■ **Entries supplied**:
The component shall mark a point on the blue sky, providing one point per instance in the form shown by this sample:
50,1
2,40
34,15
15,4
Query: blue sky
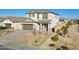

■ **Problem statement**:
Where a line of the material above holds the string "blue", copy that line.

■ **Answer area**:
The component shall mark a point on the blue sky, providing one point per instance in the form shown by this sample:
Query: blue sky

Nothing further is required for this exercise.